▶ EXERCISE DETAILS:
Copy out every one of the following lines word for word, changing nothing.

Location identification entries
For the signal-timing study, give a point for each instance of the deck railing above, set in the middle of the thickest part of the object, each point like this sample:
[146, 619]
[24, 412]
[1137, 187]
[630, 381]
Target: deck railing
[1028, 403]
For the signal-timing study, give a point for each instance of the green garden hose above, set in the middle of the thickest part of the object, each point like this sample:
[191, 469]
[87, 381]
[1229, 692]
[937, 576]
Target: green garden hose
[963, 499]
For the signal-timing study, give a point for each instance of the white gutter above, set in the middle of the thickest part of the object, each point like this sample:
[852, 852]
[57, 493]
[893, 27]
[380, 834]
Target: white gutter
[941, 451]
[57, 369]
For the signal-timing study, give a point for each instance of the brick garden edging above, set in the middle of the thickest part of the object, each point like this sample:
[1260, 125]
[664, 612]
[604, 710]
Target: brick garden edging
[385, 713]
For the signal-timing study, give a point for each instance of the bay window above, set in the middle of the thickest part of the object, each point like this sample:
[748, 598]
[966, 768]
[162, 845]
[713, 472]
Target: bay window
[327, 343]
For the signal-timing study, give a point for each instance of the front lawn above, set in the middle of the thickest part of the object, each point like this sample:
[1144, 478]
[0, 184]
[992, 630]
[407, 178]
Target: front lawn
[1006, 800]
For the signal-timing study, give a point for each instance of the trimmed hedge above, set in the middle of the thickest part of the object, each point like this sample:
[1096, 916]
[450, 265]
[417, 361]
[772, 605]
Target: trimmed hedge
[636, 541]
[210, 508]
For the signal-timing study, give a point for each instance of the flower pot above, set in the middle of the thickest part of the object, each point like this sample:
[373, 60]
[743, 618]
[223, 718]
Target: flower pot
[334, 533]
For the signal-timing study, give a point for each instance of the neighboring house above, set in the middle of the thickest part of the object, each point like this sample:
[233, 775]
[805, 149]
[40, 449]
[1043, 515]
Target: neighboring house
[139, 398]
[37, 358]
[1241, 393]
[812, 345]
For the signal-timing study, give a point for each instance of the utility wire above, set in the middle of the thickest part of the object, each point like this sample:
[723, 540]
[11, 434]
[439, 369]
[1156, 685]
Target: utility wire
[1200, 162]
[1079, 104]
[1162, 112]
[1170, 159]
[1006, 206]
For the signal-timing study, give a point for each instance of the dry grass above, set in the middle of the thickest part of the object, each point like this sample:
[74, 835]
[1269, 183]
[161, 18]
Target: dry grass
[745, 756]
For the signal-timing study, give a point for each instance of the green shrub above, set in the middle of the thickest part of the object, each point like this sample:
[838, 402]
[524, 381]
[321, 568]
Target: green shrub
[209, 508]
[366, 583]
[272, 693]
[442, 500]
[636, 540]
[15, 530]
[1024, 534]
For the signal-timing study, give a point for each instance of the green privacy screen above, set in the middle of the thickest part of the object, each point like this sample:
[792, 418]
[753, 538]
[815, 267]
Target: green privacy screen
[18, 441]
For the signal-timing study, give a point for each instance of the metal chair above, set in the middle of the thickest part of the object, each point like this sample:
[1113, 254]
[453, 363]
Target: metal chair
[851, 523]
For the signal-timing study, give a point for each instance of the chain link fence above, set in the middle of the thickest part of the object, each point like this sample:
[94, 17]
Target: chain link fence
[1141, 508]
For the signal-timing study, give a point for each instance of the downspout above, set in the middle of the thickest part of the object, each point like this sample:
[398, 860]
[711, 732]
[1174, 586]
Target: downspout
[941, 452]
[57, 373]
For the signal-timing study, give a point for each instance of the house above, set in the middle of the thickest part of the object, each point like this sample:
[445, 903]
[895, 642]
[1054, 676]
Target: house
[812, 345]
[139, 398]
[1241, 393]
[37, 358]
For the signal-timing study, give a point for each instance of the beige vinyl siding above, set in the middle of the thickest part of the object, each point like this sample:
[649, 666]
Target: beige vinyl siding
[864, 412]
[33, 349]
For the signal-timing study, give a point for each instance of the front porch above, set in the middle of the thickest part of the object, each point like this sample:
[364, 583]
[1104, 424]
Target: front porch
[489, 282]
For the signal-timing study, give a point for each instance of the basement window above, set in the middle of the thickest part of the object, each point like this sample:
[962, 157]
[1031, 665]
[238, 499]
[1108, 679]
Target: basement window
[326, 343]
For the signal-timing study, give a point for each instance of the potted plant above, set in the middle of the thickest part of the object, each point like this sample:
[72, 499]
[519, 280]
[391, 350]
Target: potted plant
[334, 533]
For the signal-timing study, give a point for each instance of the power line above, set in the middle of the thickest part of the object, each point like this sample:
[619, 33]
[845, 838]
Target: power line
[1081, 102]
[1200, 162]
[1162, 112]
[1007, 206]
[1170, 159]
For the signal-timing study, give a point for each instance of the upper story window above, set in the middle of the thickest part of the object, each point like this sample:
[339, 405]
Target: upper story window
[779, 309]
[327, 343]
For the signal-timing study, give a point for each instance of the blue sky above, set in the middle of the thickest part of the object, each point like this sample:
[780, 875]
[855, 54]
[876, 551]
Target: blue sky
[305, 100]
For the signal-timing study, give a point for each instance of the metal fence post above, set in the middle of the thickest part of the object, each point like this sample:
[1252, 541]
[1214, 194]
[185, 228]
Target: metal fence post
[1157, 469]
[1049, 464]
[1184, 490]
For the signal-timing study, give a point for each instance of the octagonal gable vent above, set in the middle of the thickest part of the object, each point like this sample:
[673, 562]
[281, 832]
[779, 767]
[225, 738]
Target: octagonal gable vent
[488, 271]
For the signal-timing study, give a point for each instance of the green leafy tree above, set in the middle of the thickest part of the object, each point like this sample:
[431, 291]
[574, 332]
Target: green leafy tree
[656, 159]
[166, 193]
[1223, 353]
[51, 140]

▶ RESPONSE FOR THIS EXERCISE:
For the signal-timing study, give a point for each instance of the deck railing above, set in the middle of the thickest part of the object, each point like this sample:
[146, 619]
[24, 412]
[1137, 187]
[630, 381]
Target: deck railing
[1028, 403]
For the signal-timing study, give a point for each instance of the green garden hose above, set in the middle of the thickest part of the object, each point like this sample:
[191, 469]
[87, 381]
[1229, 692]
[937, 576]
Target: green garden hose
[963, 499]
For the signal-timing study, give a point for each instance of the white gutter above, set in the middle of the thickest part of the object, each point like this sample:
[852, 852]
[57, 493]
[893, 27]
[380, 834]
Target: white gutter
[941, 451]
[57, 369]
For the signal-timing study, give a point for each instance of the brick garden edging above, set in the middle of the thickest part of the object, each point like this sample:
[1260, 125]
[664, 612]
[604, 710]
Target: brick garden edging
[385, 713]
For the signal-timing study, give a point for each instance of the bay window above, set in the middle of the thickest part of the object, each point like this sample:
[748, 598]
[966, 768]
[162, 845]
[713, 472]
Target: bay window
[327, 343]
For the signal-timing study, give a point for each instance of the front lawn above, set in the middle of the thickest part of the object, each point like this sample:
[1144, 478]
[0, 184]
[992, 630]
[407, 178]
Target: front lawn
[1006, 800]
For the signal-timing study, give a point for each instance of the trimmed hedge above, set in the middle of the thickest part of the object, each point like this sample:
[1096, 916]
[450, 265]
[417, 361]
[772, 605]
Target: trimmed hedge
[636, 541]
[210, 508]
For the signal-timing study, give a point for each instance of the flower pot above, set in the middle of the thickest part of the object, each point like this sample:
[373, 60]
[743, 618]
[223, 718]
Target: flower pot
[334, 533]
For the signal-timing study, give a point for each instance of the neighboring house above, set in the middle of the thickest part of the object, each point like this sample:
[233, 775]
[805, 149]
[40, 449]
[1043, 515]
Target: neighboring house
[139, 398]
[37, 358]
[1241, 393]
[812, 345]
For the signal-timing study, give a point for each instance of the utility wire above, set in the middle of the thickest part of the object, each point like this sample:
[723, 540]
[11, 434]
[439, 369]
[1156, 685]
Target: utility wire
[1200, 162]
[1079, 104]
[1162, 112]
[1170, 159]
[1006, 206]
For the signal-timing study, give a point for each instance of the dry grass above, set in the middle of the thickest part of the object, each point like this sample:
[74, 835]
[1269, 183]
[161, 18]
Target: dry grass
[745, 756]
For the signal-timing study, give a point for each instance of the green shrub above, set in the middle of the thickest part of the object, each point like this sample:
[838, 402]
[524, 381]
[321, 568]
Target: green shrub
[209, 508]
[366, 583]
[272, 693]
[442, 500]
[636, 540]
[15, 530]
[1024, 534]
For the signal-timing study, give a point for each instance of the green privacy screen above, set in the middle of the thickest part of the object, each point like this sample:
[792, 418]
[753, 538]
[815, 267]
Target: green privacy screen
[18, 441]
For the signal-timing study, give a point for each instance of the metal chair above, set in the middle of the thickest part of the object, each point like this sample:
[1113, 254]
[453, 363]
Target: metal chair
[851, 523]
For the signal-timing study, give a point for each instance of the chain link fence above, set in the middle of the thickest part of the object, each point like this sample:
[94, 17]
Target: chain link fence
[1141, 508]
For the signal-timing study, give a point for each instance of the downspout above, set in the middle of the thickest part of the object, each point like this sample:
[398, 860]
[711, 732]
[1174, 586]
Target: downspout
[941, 452]
[57, 373]
For the signal-timing study, give a point for each instance of the house above, set in the middle of the thickest part of the object, each point like this sample:
[445, 903]
[895, 642]
[1054, 676]
Target: house
[812, 345]
[139, 398]
[1241, 393]
[37, 358]
For the signal-timing study, give a point for each instance of the beige vinyl siding above, set in the middle of the thickest part of the object, each point like this sample:
[649, 666]
Target: beige vinyl siding
[864, 412]
[33, 349]
For the signal-timing study, give a point for each instance of the front porch above, set in the middle of the thickest part of the object, each point like this sample:
[364, 583]
[1104, 424]
Target: front porch
[489, 282]
For the signal-timing study, give a point for each instance of the basement window above, set in the middle of the thickest part of the object, each point like this sample:
[962, 157]
[1031, 665]
[238, 499]
[1108, 679]
Target: basement window
[326, 343]
For the signal-timing study, give a point for each instance of the potted plant above, set in the middle of the thickest part of the object, each point like this sample:
[72, 499]
[519, 280]
[391, 350]
Target: potted plant
[334, 533]
For the signal-timing study, give a point for each instance of the power line above, set in the middle of the thickest part of the object, each point like this sample:
[619, 33]
[845, 838]
Target: power line
[1081, 102]
[1200, 162]
[1162, 112]
[1007, 206]
[1170, 159]
For the signal-timing study, give a point for each instance of the upper story window above, set in the middle of the thickest part of the object, each point like this sample:
[339, 405]
Target: upper story window
[779, 309]
[327, 343]
For the signal-timing study, give a point for each instance of the blue sky above, set in the middle of the thickest part of the object, each point like this sample:
[780, 875]
[855, 54]
[876, 551]
Target: blue sky
[305, 100]
For the signal-timing study, give a point for each instance of the metal fence post above, set in the middle of the thickest part of the object, each point like this sample:
[1252, 541]
[1214, 194]
[185, 228]
Target: metal fence post
[1157, 469]
[1049, 464]
[1184, 490]
For the signal-timing study, give a point for each instance of the octagonal gable vent above, set in the middle of the thickest part of the object, each point like this sample:
[673, 562]
[281, 832]
[779, 767]
[225, 738]
Target: octagonal gable vent
[488, 271]
For the signal-timing study, give a point for each instance of the green leafy tree above, set in the middle of the thickest part of the object, each point like this sample:
[431, 291]
[574, 332]
Target: green leafy tree
[656, 159]
[166, 193]
[1223, 353]
[51, 140]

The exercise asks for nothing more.